• **WHAT YOU NEED TO DO**
For every record that follows, transcribe the text exactly and leave any image out.

• **DATA**
'''

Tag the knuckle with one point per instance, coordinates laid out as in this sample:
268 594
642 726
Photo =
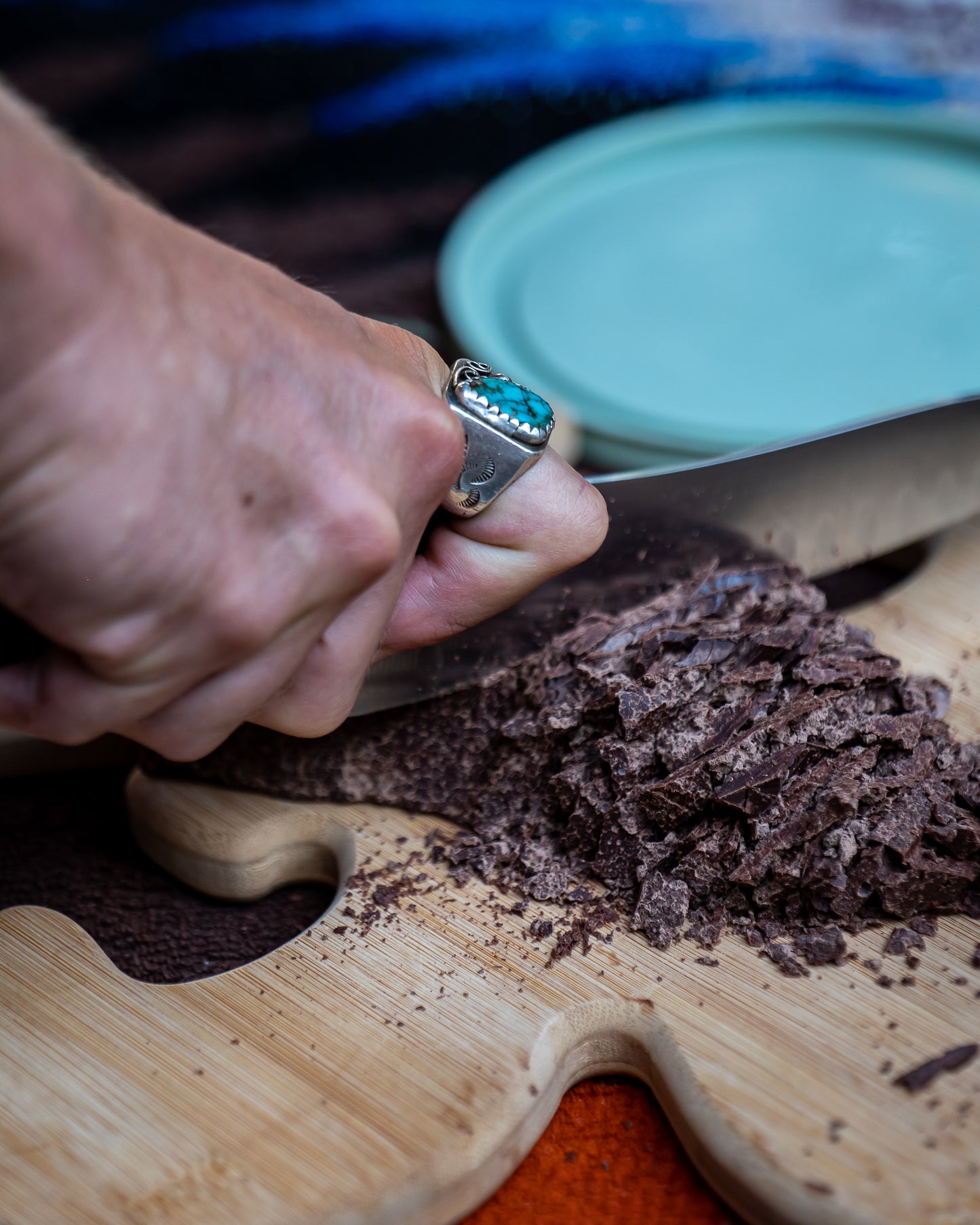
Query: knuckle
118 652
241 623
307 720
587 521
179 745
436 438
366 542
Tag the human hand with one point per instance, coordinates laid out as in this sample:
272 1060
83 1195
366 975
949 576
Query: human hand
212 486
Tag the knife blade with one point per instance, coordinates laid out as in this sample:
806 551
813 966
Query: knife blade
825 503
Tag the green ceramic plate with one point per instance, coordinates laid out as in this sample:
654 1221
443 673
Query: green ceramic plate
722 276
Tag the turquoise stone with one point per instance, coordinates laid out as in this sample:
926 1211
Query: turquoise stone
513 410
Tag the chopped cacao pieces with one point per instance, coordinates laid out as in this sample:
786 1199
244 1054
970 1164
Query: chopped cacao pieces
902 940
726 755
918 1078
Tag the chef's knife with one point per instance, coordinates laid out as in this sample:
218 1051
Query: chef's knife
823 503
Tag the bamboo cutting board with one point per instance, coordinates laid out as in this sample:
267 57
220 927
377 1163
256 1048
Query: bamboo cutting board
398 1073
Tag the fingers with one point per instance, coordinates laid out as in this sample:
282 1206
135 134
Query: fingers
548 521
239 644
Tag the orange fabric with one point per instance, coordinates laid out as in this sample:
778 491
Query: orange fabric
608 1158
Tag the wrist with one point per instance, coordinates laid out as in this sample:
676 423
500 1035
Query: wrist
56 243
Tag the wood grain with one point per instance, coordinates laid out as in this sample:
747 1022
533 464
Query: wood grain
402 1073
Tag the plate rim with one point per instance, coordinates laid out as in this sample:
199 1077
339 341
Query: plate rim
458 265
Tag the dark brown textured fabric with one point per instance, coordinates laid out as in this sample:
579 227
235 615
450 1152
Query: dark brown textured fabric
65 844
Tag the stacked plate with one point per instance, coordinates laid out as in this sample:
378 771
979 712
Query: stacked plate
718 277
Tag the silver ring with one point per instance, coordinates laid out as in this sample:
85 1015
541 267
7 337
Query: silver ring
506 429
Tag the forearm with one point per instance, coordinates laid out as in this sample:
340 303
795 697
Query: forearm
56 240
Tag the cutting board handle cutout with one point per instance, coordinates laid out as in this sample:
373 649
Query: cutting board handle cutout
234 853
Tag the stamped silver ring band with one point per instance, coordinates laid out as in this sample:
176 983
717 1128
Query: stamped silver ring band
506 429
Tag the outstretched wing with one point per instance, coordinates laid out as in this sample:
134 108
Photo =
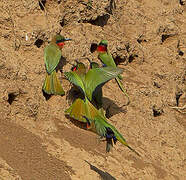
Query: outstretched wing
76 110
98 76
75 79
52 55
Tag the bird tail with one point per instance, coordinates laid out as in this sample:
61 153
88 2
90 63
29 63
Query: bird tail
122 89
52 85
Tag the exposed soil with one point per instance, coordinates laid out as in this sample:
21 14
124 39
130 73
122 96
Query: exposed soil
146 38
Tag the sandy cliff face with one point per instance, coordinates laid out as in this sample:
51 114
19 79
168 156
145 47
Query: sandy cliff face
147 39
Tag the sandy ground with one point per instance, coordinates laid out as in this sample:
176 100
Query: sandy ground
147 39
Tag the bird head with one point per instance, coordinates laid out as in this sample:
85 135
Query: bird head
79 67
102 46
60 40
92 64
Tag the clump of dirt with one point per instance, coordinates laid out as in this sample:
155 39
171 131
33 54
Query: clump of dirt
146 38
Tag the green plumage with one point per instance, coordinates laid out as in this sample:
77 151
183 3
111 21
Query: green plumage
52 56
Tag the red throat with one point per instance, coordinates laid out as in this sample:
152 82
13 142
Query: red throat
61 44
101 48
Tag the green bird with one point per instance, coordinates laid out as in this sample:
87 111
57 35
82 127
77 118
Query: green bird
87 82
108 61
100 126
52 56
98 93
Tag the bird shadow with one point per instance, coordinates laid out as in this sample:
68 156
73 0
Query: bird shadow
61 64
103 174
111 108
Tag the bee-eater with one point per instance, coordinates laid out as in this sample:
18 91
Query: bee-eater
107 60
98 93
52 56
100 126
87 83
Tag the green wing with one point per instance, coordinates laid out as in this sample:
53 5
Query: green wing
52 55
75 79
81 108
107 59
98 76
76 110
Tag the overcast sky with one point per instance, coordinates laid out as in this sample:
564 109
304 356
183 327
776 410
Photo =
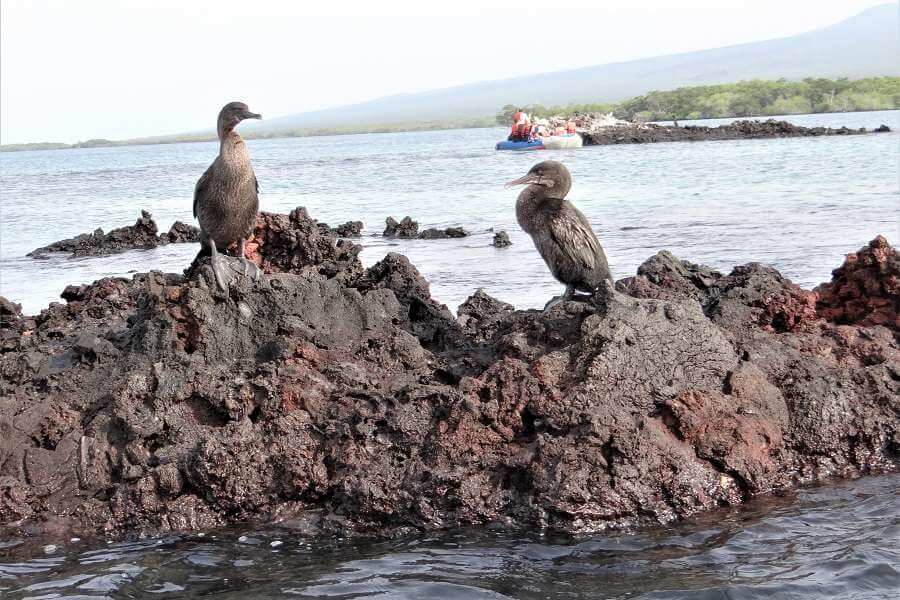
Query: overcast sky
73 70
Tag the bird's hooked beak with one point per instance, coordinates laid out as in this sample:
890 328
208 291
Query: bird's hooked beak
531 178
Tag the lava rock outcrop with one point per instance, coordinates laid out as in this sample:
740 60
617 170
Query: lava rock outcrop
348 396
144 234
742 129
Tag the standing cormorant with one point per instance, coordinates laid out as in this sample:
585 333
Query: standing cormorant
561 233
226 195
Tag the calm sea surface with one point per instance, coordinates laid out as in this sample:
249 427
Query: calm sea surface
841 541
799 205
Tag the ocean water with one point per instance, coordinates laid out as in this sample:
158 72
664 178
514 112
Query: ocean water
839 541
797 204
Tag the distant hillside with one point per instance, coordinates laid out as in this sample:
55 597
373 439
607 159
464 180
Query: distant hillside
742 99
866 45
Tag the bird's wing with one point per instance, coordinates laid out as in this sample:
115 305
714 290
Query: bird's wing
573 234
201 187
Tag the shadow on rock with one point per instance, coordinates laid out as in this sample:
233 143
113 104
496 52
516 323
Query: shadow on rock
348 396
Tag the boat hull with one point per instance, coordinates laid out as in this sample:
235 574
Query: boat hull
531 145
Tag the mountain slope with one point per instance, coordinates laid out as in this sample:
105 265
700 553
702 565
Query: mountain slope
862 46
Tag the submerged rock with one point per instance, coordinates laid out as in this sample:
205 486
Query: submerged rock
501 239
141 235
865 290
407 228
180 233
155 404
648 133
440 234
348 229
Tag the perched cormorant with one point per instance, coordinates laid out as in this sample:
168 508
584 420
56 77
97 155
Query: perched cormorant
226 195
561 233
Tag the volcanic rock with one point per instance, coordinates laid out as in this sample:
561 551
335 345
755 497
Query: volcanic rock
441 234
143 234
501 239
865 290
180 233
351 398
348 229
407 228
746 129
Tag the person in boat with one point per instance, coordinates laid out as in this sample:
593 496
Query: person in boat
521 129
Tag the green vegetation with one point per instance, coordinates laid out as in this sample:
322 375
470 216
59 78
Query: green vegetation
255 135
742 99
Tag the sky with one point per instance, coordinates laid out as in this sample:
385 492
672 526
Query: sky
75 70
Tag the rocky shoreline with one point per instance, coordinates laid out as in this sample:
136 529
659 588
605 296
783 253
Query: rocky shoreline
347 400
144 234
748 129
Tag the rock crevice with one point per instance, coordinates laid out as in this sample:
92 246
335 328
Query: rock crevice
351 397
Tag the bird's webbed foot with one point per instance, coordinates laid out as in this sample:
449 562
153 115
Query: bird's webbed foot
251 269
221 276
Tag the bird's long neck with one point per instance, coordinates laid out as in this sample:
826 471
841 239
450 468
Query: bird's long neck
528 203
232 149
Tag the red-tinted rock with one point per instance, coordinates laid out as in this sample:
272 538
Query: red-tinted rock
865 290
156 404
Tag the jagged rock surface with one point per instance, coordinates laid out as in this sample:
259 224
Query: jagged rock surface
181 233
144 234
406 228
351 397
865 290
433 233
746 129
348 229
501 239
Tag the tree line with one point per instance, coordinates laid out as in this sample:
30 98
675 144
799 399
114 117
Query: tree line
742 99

'''

• **TASK SOLUTION**
Tag the knuckle with one point per instance, coordinates laid out as in this sample:
268 594
642 726
Photo =
Query: knuckle
118 652
241 623
307 720
587 521
179 745
436 438
366 542
Tag the human hand with one point per instance, coordinates laid out as in this sample:
272 1060
83 1195
366 975
949 576
Query: human hand
212 486
Tag the knife blade with one point per instance, coordinates laid out as in this sample:
806 551
813 966
Query: knife blade
825 503
Tag the green ceramic plate with one point per instance, coordinates laid out as in this sample:
654 1221
443 673
Query: green ceramic plate
722 276
Tag the turquoise stone with one point per instance, coordinates laid out as in this sample:
926 1211
Query: turquoise stone
513 410
Tag the chopped cacao pieces with one point per instance, coordinates laid out as in this sample:
786 1199
244 1054
970 1164
Query: chopped cacao pieces
902 940
726 755
918 1078
Tag the chef's knife with one point per instance, coordinates laid out as in this sample:
218 1051
Query: chef's knife
823 503
Tag the bamboo cutting board with one point per instance, coordinates laid out as in this sample:
267 57
220 927
377 1163
256 1048
Query: bamboo cutting board
398 1073
Tag the fingers with one point per instance, coordinates laid out as in this sample:
282 1206
135 134
Query: fingers
548 521
239 644
Tag the orange fabric with one point per instance, coordinates laid out as in this sample:
778 491
Query: orange fabric
608 1158
Tag the wrist with one point per instance, coordinates laid out as in this sample:
676 423
500 1035
Query: wrist
56 243
Tag the wood grain with one point per instance, coordinates laid out as in this sample:
747 1022
533 464
Query: wood grain
402 1073
Tag the plate rim with one point per instance, coordinates laid out as in this sample:
199 1077
339 341
Query: plate rim
458 265
Tag the dark brown textured fabric with one point per instance, coordinates laid out as in this sample:
579 227
235 615
450 1152
Query: dark brown textured fabric
65 844
Tag the stacked plate with one point per instance, coordinates laid out as in this sample:
378 771
979 712
Query: stacked plate
718 277
Tag the silver ring with one point per instance, coordinates laid out as in this sample:
85 1015
541 267
7 337
Query: silver ring
506 429
Tag the forearm with one point per instance, coordinates laid out as in this sample:
340 303
795 697
Query: forearm
56 240
Tag the cutting board handle cutout with one point per instance, coordinates laid out as in this sample:
373 649
Query: cutting board handle cutout
234 853
Tag the stamped silver ring band with one point per instance, coordinates laid out as in this sample:
176 983
717 1128
Query: stamped silver ring band
506 429
Tag the outstretched wing with one point per instance, coordinates laid out as in this sample:
134 108
Photo =
Query: outstretched wing
76 110
98 76
75 79
52 55
Tag the bird tail with one point per instance, coordinates laid out as in this sample:
61 153
88 2
90 63
29 63
Query: bird tail
122 89
52 85
Tag the exposed soil with one point per instance, coordinates laid out as in this sample:
21 14
124 39
130 73
122 96
Query: exposed soil
146 38
Tag the sandy cliff face with one point per instance, coordinates laid out as in this sample:
51 114
19 79
168 156
145 47
Query: sandy cliff face
147 39
Tag the sandy ground with one point per instance, coordinates laid out as in this sample:
176 100
Query: sandy ground
147 39
Tag the bird head with one point per instance, coordinates laid out as in this sample:
85 135
Query: bird head
79 67
102 46
60 40
92 64
Tag the clump of dirt with one point per instance, coordinates laid out as in this sample:
155 39
171 131
33 54
Query: clump of dirt
146 38
Tag the green plumage with one point per instance, coordinates laid out as in this sample:
77 151
183 3
111 21
Query: green plumage
52 56
Tag the red throat with one point per instance, coordinates laid out as in this sample:
152 82
13 142
Query: red throat
61 44
101 48
Tag the green bird with one point per instance, coordinates laid out as in this sample:
87 111
57 35
82 127
77 118
Query: green bird
87 82
108 61
100 126
52 56
98 93
Tag the bird shadow with one point per instance, coordinates laid out as in this sample:
68 156
73 0
Query: bird shadow
61 64
103 174
111 108
Tag the bee-eater with one point per instance, coordinates laid out as in this sample:
18 91
Query: bee-eater
107 60
98 93
52 56
100 126
87 83
Tag the green wing with one point per instance, coordinates laid out as in this sample:
53 5
Query: green wing
52 55
75 79
81 108
107 59
98 76
76 110
Tag the overcast sky with one point per instance, coordinates laid out as in this sample:
564 109
304 356
183 327
776 410
Photo =
Query: overcast sky
73 70
Tag the bird's hooked beak with one point per instance, coordinates laid out as in this sample:
890 328
208 291
Query: bird's hooked beak
531 178
Tag the lava rock outcrop with one point per instance, coordinates laid out as in this sample:
740 60
617 170
Query: lava rock outcrop
348 396
144 234
742 129
Tag the standing cormorant with one point per instance, coordinates laid out as in this sample:
585 333
Query: standing cormorant
561 233
226 195
Tag the calm sea surface with one point per instance, coordinates laid out as in this sample:
249 427
Query: calm sea surface
841 541
799 205
Tag the ocean water with one point per instance, coordinates laid out as in this sample:
158 72
664 178
514 112
Query: ocean water
839 541
797 204
Tag the distant hillside with one point per instance, coordinates laid out as in this sample:
55 597
373 439
607 159
464 180
Query: distant hillside
742 99
866 45
Tag the bird's wing with one point per instance, coordinates laid out as in this sample:
115 305
714 290
Query: bird's wing
573 234
201 187
Tag the shadow on rock with one point per instance, coordinates laid out as in this sample:
233 143
113 104
496 52
516 323
Query: shadow on rock
348 396
Tag the boat hull with one point per instance, coordinates laid out as in this sample:
235 574
Query: boat hull
531 145
Tag the mountain slope with one point per instance, coordinates laid out as in this sample:
105 265
700 553
702 565
Query: mountain slope
862 46
Tag the submerged rock with one point per instance, coordinates laid out as in this sample:
205 486
Query: submerged rock
501 239
141 235
865 290
407 228
180 233
155 404
648 133
440 234
348 229
Tag the perched cormorant with one point per instance, coordinates laid out as in this sample:
168 508
584 420
56 77
97 155
Query: perched cormorant
226 195
561 233
Tag the volcanic rock with one point per instance, coordinates laid out as in this sample:
561 551
335 345
755 497
Query: volcanic rock
441 234
143 234
501 239
865 290
180 233
351 398
348 229
407 228
746 129
Tag the person in boat with one point per instance, coordinates laid out as in this sample:
593 496
Query: person in boat
521 129
Tag the green vegetation with one point per instance, coordinates laid out as in this sample:
322 375
470 216
59 78
Query: green vegetation
255 135
742 99
Tag the sky with one point per instance, coordinates laid out as in this sample:
385 492
672 526
Query: sky
75 70
Tag the rocky shoreline with one point per instance, coordinates laid out as in this sample:
136 529
659 588
605 296
783 253
Query: rocky shoreline
347 400
144 234
748 129
Tag the rock crevice with one point per instance, coordinates laid out as in this sample:
92 246
335 328
Query: rock crevice
351 397
Tag the bird's webbed foot with one point per instance, coordinates laid out as in this sample:
449 562
153 115
Query: bird's webbed foot
251 269
221 276
Tag the bird's long neck with one point per instance, coordinates laid out as in this sample:
826 471
841 239
450 468
Query: bird's long neck
528 203
232 149
Tag the red-tinted rock with one point per instance, coordinates laid out as in this sample:
272 538
Query: red-tinted rock
865 290
156 404
Tag the jagged rock surface with one point per instance, coordinates laid out as in this sample:
259 224
Query: jagged rock surface
181 233
144 234
406 228
351 397
865 290
433 233
746 129
348 229
501 239
Tag the tree line with one point per instance, coordinates laid out as in this sample:
30 98
675 144
799 399
114 117
Query: tree line
742 99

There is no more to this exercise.